*** Opening Input records ***
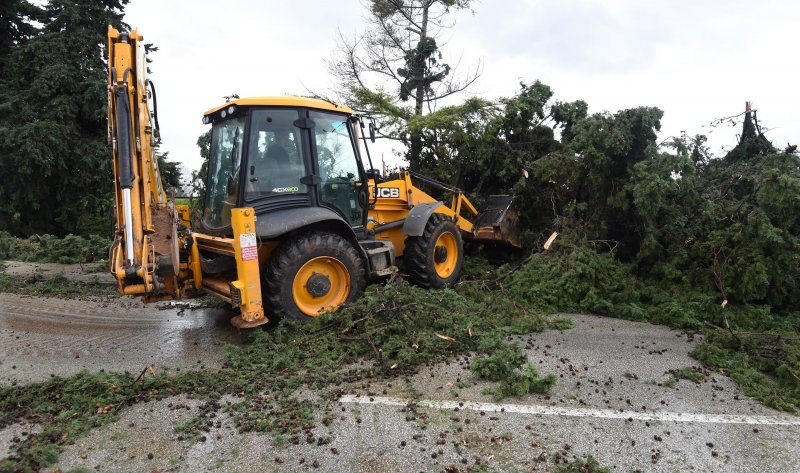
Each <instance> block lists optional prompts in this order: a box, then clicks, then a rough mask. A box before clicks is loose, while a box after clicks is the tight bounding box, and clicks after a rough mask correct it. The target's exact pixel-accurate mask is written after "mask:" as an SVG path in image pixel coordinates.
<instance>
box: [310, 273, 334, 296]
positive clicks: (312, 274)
mask: <svg viewBox="0 0 800 473" xmlns="http://www.w3.org/2000/svg"><path fill="white" fill-rule="evenodd" d="M306 290H308V293H309V294H311V296H312V297H315V298H316V297H322V296H324V295H326V294H328V292H330V290H331V279H330V278H329V277H328V276H326V275H324V274H319V273H313V274H312V275H311V277H309V278H308V282H306Z"/></svg>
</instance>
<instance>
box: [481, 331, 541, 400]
mask: <svg viewBox="0 0 800 473" xmlns="http://www.w3.org/2000/svg"><path fill="white" fill-rule="evenodd" d="M480 351H482V352H484V353H488V355H486V356H482V357H479V358H476V359H475V360H473V361H472V364H471V365H470V369H471V370H472V372H473V374H475V375H476V376H477V377H479V378H481V379H485V380H489V381H499V382H500V385H499V386H498V387H497V388H496V389H490V390H486V391H484V392H485V393H487V394H492V395H493V396H494V398H495V399H496V400H501V399H504V398H507V397H511V396H522V395H525V394H530V393H546V392H547V391H549V390H550V388H551V387H552V386H553V385H554V384H555V382H556V377H555V376H554V375H552V374H549V375H547V376H545V377H544V378H543V377H541V376H540V375H539V372H538V370H537V369H536V367H535V366H534V365H532V364H531V363H527V360H528V359H527V357H526V356H525V353H524V352H523V351H522V348H520V346H519V345H518V344H516V343H515V344H507V343H503V342H501V341H500V340H499V339H498V338H491V339H486V340H485V342H484V343H483V344H482V345H481V347H480Z"/></svg>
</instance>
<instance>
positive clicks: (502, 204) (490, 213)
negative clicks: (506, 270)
mask: <svg viewBox="0 0 800 473" xmlns="http://www.w3.org/2000/svg"><path fill="white" fill-rule="evenodd" d="M472 238H473V239H475V240H482V241H502V242H504V243H508V244H509V245H513V246H516V247H517V248H522V240H521V238H520V232H519V210H518V209H517V207H516V205H514V198H513V197H512V196H510V195H490V196H489V198H488V199H486V201H485V202H484V203H483V205H482V206H481V209H480V211H479V212H478V216H477V217H476V218H475V225H474V229H473V236H472Z"/></svg>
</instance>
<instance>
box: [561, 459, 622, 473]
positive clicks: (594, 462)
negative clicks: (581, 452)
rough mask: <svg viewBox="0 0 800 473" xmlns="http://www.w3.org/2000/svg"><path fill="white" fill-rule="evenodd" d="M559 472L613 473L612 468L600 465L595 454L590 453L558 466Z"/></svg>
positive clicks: (577, 472) (580, 472)
mask: <svg viewBox="0 0 800 473" xmlns="http://www.w3.org/2000/svg"><path fill="white" fill-rule="evenodd" d="M555 471H556V472H557V473H611V468H608V467H606V466H602V465H600V463H598V461H597V460H595V459H594V457H593V456H591V455H589V456H587V457H586V459H585V460H584V459H581V458H577V459H575V460H573V461H571V462H569V463H567V464H566V465H559V466H557V467H556V469H555Z"/></svg>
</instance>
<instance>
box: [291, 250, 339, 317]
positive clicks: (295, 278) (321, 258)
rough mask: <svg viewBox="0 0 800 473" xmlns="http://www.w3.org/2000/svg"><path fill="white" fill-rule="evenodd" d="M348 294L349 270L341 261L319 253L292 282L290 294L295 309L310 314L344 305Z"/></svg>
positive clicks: (312, 314)
mask: <svg viewBox="0 0 800 473" xmlns="http://www.w3.org/2000/svg"><path fill="white" fill-rule="evenodd" d="M348 294H350V273H349V272H348V271H347V267H345V265H344V263H342V262H341V261H339V260H338V259H336V258H332V257H330V256H318V257H316V258H313V259H311V260H309V261H308V262H306V264H304V265H303V266H302V267H301V268H300V270H299V271H297V274H295V276H294V281H293V282H292V296H293V297H294V303H295V304H296V305H297V308H298V309H300V312H302V313H303V314H305V315H308V316H309V317H316V316H318V315H320V314H322V313H323V312H324V311H325V310H334V309H336V308H337V307H339V306H340V305H342V304H344V303H345V301H346V300H347V296H348Z"/></svg>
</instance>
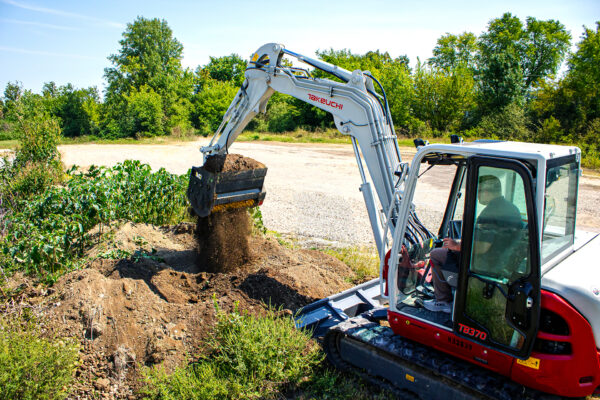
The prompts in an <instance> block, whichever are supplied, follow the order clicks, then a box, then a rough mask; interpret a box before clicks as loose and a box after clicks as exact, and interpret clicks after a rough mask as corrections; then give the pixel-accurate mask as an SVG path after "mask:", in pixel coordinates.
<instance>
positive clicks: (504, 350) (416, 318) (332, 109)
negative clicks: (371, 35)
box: [188, 43, 600, 399]
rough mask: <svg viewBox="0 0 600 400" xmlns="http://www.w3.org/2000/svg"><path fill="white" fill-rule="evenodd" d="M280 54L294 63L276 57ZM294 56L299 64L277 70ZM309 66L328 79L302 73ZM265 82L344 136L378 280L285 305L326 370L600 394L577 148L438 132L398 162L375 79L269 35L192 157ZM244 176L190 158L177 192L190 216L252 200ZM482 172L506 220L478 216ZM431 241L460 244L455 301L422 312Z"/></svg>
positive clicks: (517, 393) (409, 386)
mask: <svg viewBox="0 0 600 400" xmlns="http://www.w3.org/2000/svg"><path fill="white" fill-rule="evenodd" d="M284 56H285V57H289V58H291V59H292V61H293V63H290V62H282V59H283V57H284ZM298 64H300V65H306V67H304V68H303V67H298V66H290V65H298ZM315 70H320V71H324V72H326V73H328V74H329V75H331V79H325V78H319V77H315V76H313V73H314V71H315ZM275 92H280V93H284V94H288V95H291V96H293V97H295V98H297V99H299V100H301V101H304V102H306V103H308V104H310V105H313V106H315V107H317V108H319V109H321V110H324V111H327V112H329V113H330V114H331V115H332V116H333V121H334V123H335V126H336V127H337V129H338V130H339V131H340V132H341V133H342V134H343V135H347V136H349V137H350V140H351V142H352V146H353V149H354V153H355V156H356V161H357V165H358V173H359V174H360V177H361V181H362V183H361V185H360V187H359V190H360V191H361V193H362V195H363V197H364V201H365V204H366V209H367V213H368V217H369V220H370V224H371V228H372V230H373V234H374V242H375V245H376V248H377V251H378V253H379V256H380V265H379V270H380V274H379V277H378V278H376V279H373V280H372V281H369V282H366V283H363V284H361V285H358V286H356V287H354V288H352V289H349V290H346V291H344V292H342V293H338V294H335V295H332V296H330V297H328V298H325V299H322V300H319V301H317V302H315V303H313V304H310V305H308V306H305V307H304V308H302V309H301V310H300V311H299V312H298V314H297V315H296V317H295V322H296V326H297V327H298V328H299V329H307V330H310V332H312V334H313V336H314V337H315V338H317V339H318V340H320V342H321V343H322V345H323V348H324V351H325V353H326V354H327V358H328V359H329V361H331V363H332V364H333V365H334V366H336V367H338V368H341V369H344V370H351V371H354V372H356V373H357V374H359V375H361V376H363V377H364V378H366V379H368V380H370V381H372V382H375V383H376V384H378V385H380V386H381V387H385V388H389V389H391V390H393V391H394V392H395V393H397V395H398V396H399V397H405V398H423V399H426V398H427V399H432V398H444V399H465V398H466V399H469V398H473V399H475V398H478V399H479V398H491V399H519V398H522V399H550V398H563V397H585V396H590V395H597V394H600V350H599V349H600V268H598V264H597V261H594V259H595V257H596V256H598V254H599V253H600V235H598V234H594V233H588V232H581V231H576V230H575V220H576V209H577V192H578V185H579V177H580V175H581V171H582V170H581V166H580V160H581V151H580V150H579V149H578V148H577V147H571V146H558V145H546V144H533V143H516V142H509V141H492V140H475V141H473V142H464V141H463V140H462V138H459V137H457V136H453V137H452V140H451V143H450V144H429V143H427V142H425V141H423V140H415V145H416V148H417V151H416V154H415V156H414V158H413V160H412V162H411V163H410V164H409V163H407V162H403V161H402V159H401V156H400V149H399V147H398V141H397V137H396V134H395V130H394V125H393V122H392V119H391V117H390V108H389V105H388V101H387V98H386V95H385V91H384V88H383V87H382V85H381V84H380V83H379V82H378V80H377V79H376V78H375V77H374V76H373V75H372V74H371V73H369V72H368V71H360V70H355V71H352V72H351V71H347V70H345V69H343V68H340V67H338V66H335V65H331V64H329V63H326V62H324V61H322V60H317V59H312V58H309V57H306V56H303V55H301V54H298V53H295V52H293V51H290V50H288V49H286V48H285V47H284V46H283V45H281V44H277V43H268V44H265V45H263V46H262V47H260V48H259V49H258V50H257V51H256V52H254V53H253V54H252V56H251V58H250V61H249V64H248V67H247V69H246V71H245V81H244V83H243V84H242V86H241V88H240V89H239V91H238V93H237V95H236V96H235V98H234V100H233V101H232V103H231V105H230V106H229V108H228V109H227V111H226V113H225V115H224V117H223V122H222V123H221V125H220V126H219V128H218V129H217V131H216V132H215V135H214V137H213V139H212V140H211V142H210V143H209V145H208V146H205V147H202V148H201V152H202V153H203V155H204V161H205V162H206V160H208V159H210V157H214V156H219V155H221V156H222V155H224V154H227V152H228V149H229V147H230V146H231V145H232V143H233V142H234V141H235V140H236V138H237V137H238V135H239V134H240V133H241V131H242V130H243V129H244V127H245V126H246V125H247V124H248V122H249V121H250V120H251V119H252V118H253V117H254V116H255V115H256V114H258V113H259V112H265V110H266V106H267V102H268V100H269V98H270V97H271V95H272V94H273V93H275ZM431 168H440V169H442V171H444V173H446V176H447V182H448V183H449V190H448V198H447V203H446V208H445V211H444V212H443V217H442V219H441V223H440V226H439V227H437V233H433V232H432V230H430V229H429V228H428V227H426V226H425V225H424V224H423V223H422V222H421V221H420V220H419V218H418V217H417V213H416V206H415V204H414V202H413V200H414V199H415V193H418V191H419V188H420V187H421V186H420V184H421V185H422V176H423V174H425V173H427V171H428V170H429V169H431ZM243 174H244V175H240V173H232V172H226V173H223V174H219V173H212V172H207V171H205V170H203V169H202V167H194V168H193V169H192V173H191V175H190V185H189V189H188V198H189V200H190V203H191V204H192V206H193V208H194V210H195V211H196V213H197V214H198V215H201V216H206V215H208V214H210V213H211V212H218V211H219V210H223V209H225V208H227V207H228V206H232V207H236V206H239V205H240V204H241V205H242V206H252V205H256V204H259V203H261V202H262V200H263V199H264V196H265V193H264V191H263V182H264V177H265V174H266V169H260V170H258V171H244V172H243ZM490 176H492V177H493V179H494V180H495V181H497V182H499V185H498V190H500V191H501V196H502V197H503V198H504V201H506V202H509V203H510V204H511V205H510V207H511V209H512V210H513V211H512V212H513V213H517V214H516V215H517V217H516V222H515V223H513V224H511V225H510V226H508V225H498V224H496V225H494V224H490V223H487V224H485V223H483V222H482V221H481V220H483V219H484V218H483V215H484V214H486V212H487V211H486V205H485V204H486V201H484V198H483V196H484V193H485V187H484V183H482V182H484V180H485V179H489V177H490ZM500 208H502V207H500ZM515 210H516V211H515ZM498 212H501V211H497V213H498ZM488 214H489V212H488ZM506 218H507V219H508V218H509V217H508V216H507V217H506ZM514 219H515V218H513V220H514ZM501 230H502V232H500V231H501ZM490 235H492V236H491V237H492V238H493V239H491V240H492V241H493V242H494V243H492V246H495V248H496V251H495V253H493V257H489V256H488V257H484V256H482V255H481V251H480V249H479V248H480V247H481V246H480V245H479V243H480V242H481V240H483V239H482V238H485V237H488V238H489V237H490ZM445 238H452V239H453V240H456V242H457V243H460V251H457V252H456V254H457V257H456V258H457V261H456V268H455V269H454V270H448V271H446V270H444V268H446V267H445V266H442V267H441V269H442V272H443V278H442V279H443V280H445V282H446V283H447V284H448V285H449V286H450V288H451V295H452V298H453V301H452V303H451V309H450V310H446V311H450V312H443V311H442V312H434V311H430V310H429V309H428V308H426V307H423V305H424V303H425V302H426V301H427V300H428V299H430V298H432V297H433V296H435V290H436V288H435V287H434V284H432V281H433V279H432V278H433V272H434V271H433V264H432V262H431V260H430V257H431V253H432V252H433V251H434V250H435V249H437V248H439V247H440V246H441V245H442V243H443V240H444V239H445ZM488 240H490V239H488ZM500 242H501V243H500ZM478 249H479V250H478Z"/></svg>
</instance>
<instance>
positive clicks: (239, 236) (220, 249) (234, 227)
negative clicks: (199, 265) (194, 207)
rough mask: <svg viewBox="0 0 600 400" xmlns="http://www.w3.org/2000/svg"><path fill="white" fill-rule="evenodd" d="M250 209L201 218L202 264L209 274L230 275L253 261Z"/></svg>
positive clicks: (199, 252) (229, 210)
mask: <svg viewBox="0 0 600 400" xmlns="http://www.w3.org/2000/svg"><path fill="white" fill-rule="evenodd" d="M250 230H251V227H250V218H249V216H248V212H247V211H246V208H237V209H231V210H225V211H221V212H217V213H212V214H210V215H209V216H208V217H205V218H198V224H197V228H196V233H197V235H198V249H199V260H198V261H199V265H201V266H203V267H205V268H206V271H209V272H230V271H233V270H234V269H236V268H239V267H240V266H242V265H244V264H246V263H248V261H250V259H251V253H250V245H249V243H248V237H249V235H250Z"/></svg>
*** Closing Input records ***
Copy out each line of the entries that holds "accurate".

Each <instance> block lists optional prompts in this order: a box, then clicks, then a rough mask. A box before clicks is loose, while a box after clicks is the tight bounding box, and clicks after a rough mask correct it. The target's exact pixel-accurate mask is written after "mask:" as an SVG path in image pixel coordinates.
The prompts in an <instance> block, whichever are supplied, follow the order clicks, then a box, then a rough mask; interpret a box before clicks as loose and a box after clicks as exact, and interpret clicks after a rough mask as corrections; then give the pixel-accurate mask as an SVG path after "mask:", in pixel coordinates.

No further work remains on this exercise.